● Task details
Format the records from the line containing "of the metal" through the line containing "[320, 134, 356, 163]", both included, as a JSON list of strings with one string per line. Omit any blank lines.

● Data listing

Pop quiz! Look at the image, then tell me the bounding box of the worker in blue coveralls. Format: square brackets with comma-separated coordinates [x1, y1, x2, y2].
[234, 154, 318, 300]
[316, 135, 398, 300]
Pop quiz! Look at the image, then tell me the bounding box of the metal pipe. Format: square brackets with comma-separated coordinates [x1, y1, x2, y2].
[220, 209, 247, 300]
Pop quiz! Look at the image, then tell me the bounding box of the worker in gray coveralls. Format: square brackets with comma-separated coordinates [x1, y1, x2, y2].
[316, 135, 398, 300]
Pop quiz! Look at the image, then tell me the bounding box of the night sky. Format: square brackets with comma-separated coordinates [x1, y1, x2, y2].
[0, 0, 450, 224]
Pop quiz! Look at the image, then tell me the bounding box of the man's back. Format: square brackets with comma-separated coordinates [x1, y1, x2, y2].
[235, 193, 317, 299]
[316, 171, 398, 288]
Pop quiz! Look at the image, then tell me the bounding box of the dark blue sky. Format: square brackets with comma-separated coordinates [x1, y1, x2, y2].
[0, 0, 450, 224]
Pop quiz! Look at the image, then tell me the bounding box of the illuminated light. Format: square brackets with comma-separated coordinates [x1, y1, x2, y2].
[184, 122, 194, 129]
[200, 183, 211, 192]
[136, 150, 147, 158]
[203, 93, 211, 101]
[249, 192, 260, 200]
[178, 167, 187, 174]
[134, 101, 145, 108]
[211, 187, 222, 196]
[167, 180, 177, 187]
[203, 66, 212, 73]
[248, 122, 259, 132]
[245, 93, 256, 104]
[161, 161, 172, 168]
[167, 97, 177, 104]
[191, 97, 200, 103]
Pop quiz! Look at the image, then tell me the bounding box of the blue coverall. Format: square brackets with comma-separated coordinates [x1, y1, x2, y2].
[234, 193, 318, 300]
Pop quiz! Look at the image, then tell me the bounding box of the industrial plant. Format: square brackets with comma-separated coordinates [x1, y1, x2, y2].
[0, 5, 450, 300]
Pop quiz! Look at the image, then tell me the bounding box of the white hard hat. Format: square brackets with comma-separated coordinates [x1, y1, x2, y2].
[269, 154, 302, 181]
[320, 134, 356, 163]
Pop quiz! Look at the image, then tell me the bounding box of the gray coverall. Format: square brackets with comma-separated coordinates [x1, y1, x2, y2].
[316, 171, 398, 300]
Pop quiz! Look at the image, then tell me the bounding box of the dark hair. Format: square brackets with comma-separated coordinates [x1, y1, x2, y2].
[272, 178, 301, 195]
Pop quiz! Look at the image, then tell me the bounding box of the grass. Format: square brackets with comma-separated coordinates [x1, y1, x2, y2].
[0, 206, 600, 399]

==

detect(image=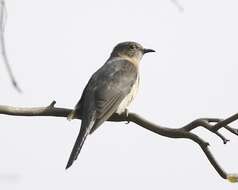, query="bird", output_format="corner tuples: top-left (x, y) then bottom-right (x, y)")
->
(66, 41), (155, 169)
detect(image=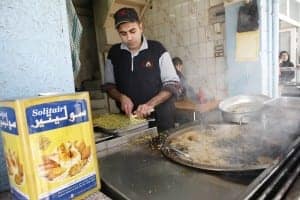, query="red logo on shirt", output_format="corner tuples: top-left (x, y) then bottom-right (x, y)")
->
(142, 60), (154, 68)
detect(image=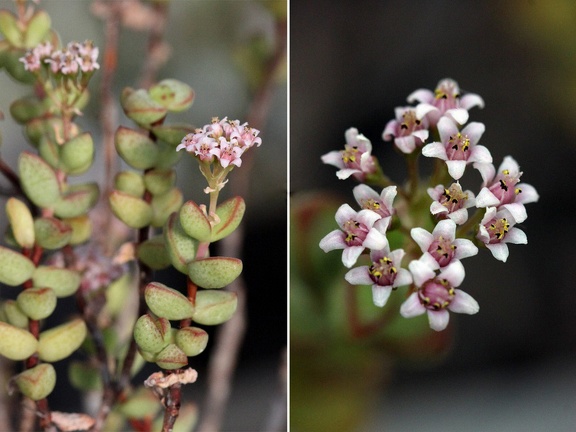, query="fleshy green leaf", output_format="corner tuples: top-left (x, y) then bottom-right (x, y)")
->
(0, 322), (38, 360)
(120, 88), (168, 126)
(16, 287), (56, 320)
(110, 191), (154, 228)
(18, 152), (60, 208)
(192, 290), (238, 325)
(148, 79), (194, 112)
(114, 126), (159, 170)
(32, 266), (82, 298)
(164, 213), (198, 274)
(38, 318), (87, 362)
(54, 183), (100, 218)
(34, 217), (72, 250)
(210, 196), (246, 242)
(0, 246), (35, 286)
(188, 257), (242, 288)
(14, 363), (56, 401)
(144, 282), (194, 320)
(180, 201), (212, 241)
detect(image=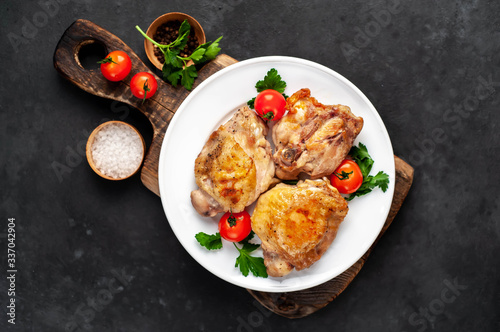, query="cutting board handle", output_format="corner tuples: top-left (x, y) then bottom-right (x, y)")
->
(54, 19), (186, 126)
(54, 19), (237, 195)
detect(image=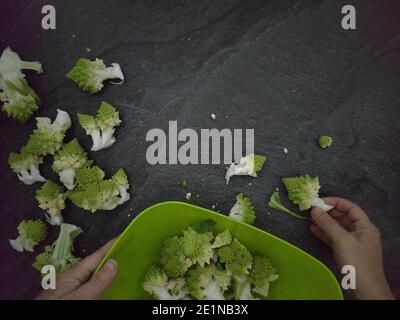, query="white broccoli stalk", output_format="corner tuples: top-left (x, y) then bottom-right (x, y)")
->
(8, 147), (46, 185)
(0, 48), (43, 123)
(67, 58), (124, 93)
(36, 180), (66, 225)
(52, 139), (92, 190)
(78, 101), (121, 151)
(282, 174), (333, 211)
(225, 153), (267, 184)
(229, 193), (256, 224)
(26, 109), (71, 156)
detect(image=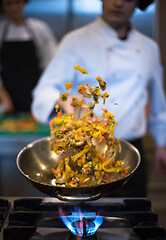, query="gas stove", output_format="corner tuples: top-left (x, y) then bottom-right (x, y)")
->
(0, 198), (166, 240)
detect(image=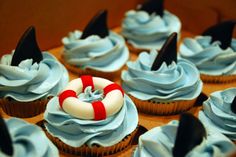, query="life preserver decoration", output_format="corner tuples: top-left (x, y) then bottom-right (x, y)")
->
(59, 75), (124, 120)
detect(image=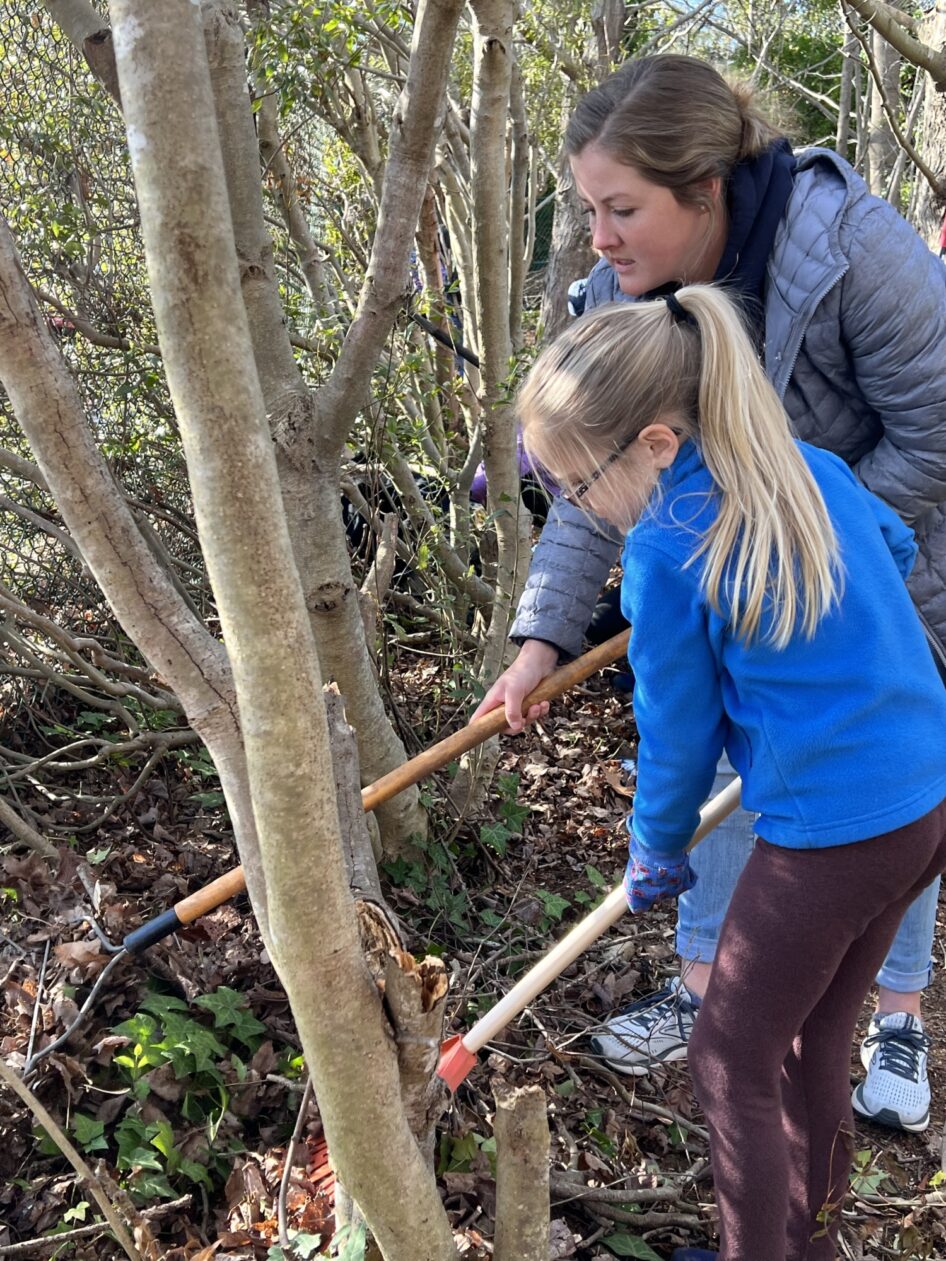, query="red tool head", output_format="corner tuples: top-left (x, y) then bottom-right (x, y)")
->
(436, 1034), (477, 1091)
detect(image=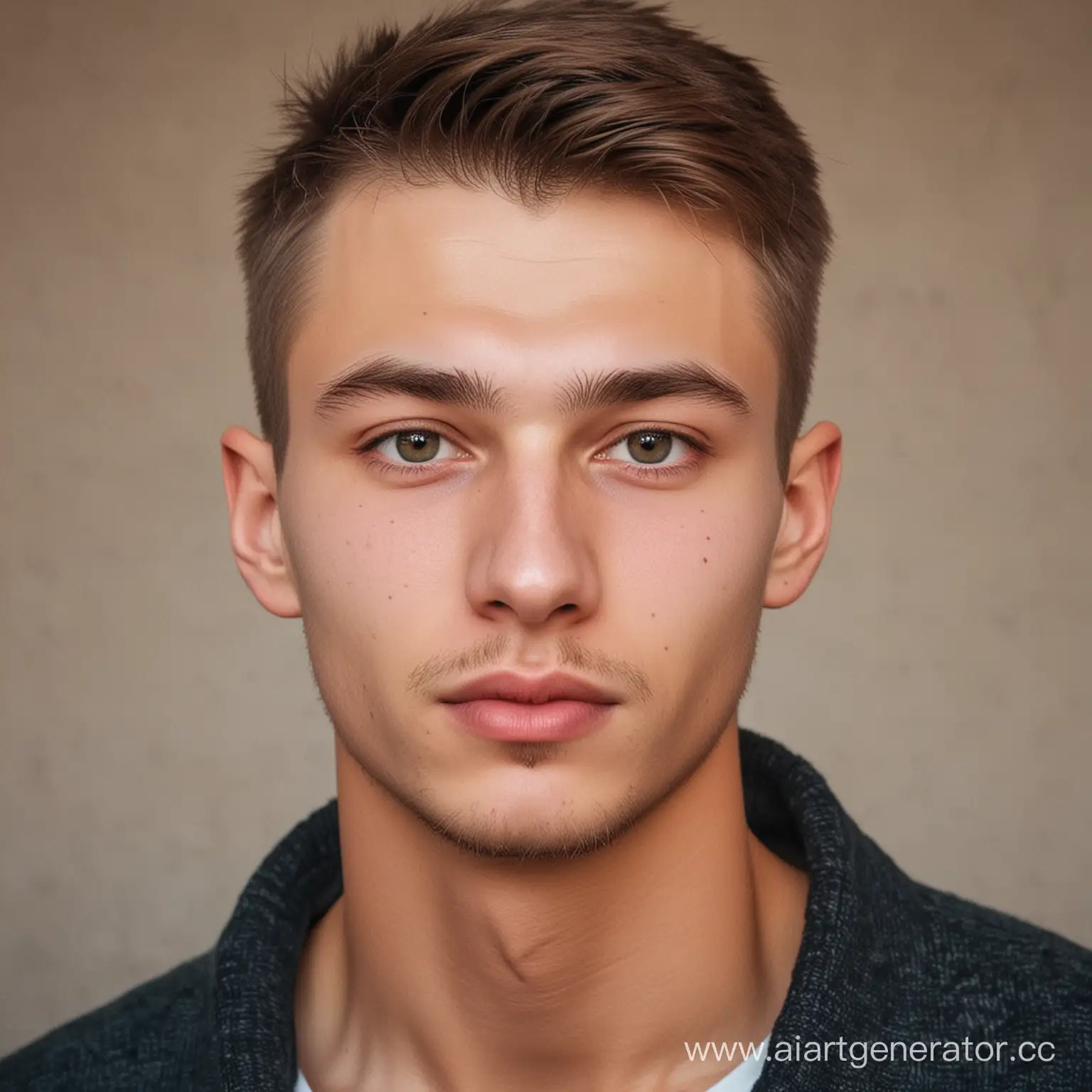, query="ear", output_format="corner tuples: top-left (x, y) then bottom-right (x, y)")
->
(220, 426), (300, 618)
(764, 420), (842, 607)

● Answer to this problem
[
  "Pop quiz! Look at the image, then tell me the bounding box of the metal pipe. Format: square brackets with comma-separated coordinates [x1, y1, x2, y2].",
  "[220, 209, 247, 300]",
  "Pop quiz! Look at the image, then tell me the bounding box of the worker in gray coveralls. Format: square brackets with comma-separated coordinates [x1, y1, x2, y2].",
  "[316, 135, 398, 300]",
  "Pop quiz! Look at the image, then tell me the bounding box of the night sky. Format: square brackets with comma-separated coordinates [x1, y1, x2, y2].",
  "[0, 0, 450, 224]",
  "Pop quiz! Look at the image, then tell me the bounding box of the man's back. Format: square brackets with comma-separated coordinates [x1, y1, x2, y2].",
  "[235, 193, 317, 299]",
  "[316, 171, 398, 288]",
  "Pop quiz! Look at the image, then tell me the bounding box of the dark blue sky. Format: square brackets with comma-separated coordinates [x1, y1, x2, y2].",
  "[0, 0, 450, 224]",
  "Pop quiz! Look at the image, then tell me the bounding box of the illuminated light. Format: square brackets with comma-separated coordinates [x1, y1, x2, y2].",
  "[184, 122, 194, 129]",
  "[200, 183, 211, 192]",
  "[136, 150, 147, 158]",
  "[203, 93, 211, 101]",
  "[249, 192, 260, 200]",
  "[178, 167, 187, 174]",
  "[134, 101, 145, 108]",
  "[211, 187, 222, 196]",
  "[167, 180, 177, 187]",
  "[203, 66, 212, 73]",
  "[248, 122, 259, 132]",
  "[245, 93, 256, 104]",
  "[161, 161, 172, 168]",
  "[167, 97, 177, 104]",
  "[191, 97, 200, 103]",
  "Pop quiz! Look at the image, then tell me the bounding box of the blue coverall. Format: square brackets with comma-separated coordinates [x1, y1, x2, y2].",
  "[234, 193, 318, 300]",
  "Pop quiz! Look at the image, then tell me the bounding box of the industrial plant. Format: square brackets with comma-separated coordinates [x1, y1, x2, y2].",
  "[0, 5, 450, 300]",
  "Pop quiz! Look at the image, then tell me the bounding box of the white hard hat. Format: square brackets with comma-separated coordinates [x1, y1, x2, y2].",
  "[269, 154, 302, 181]",
  "[320, 134, 356, 163]"
]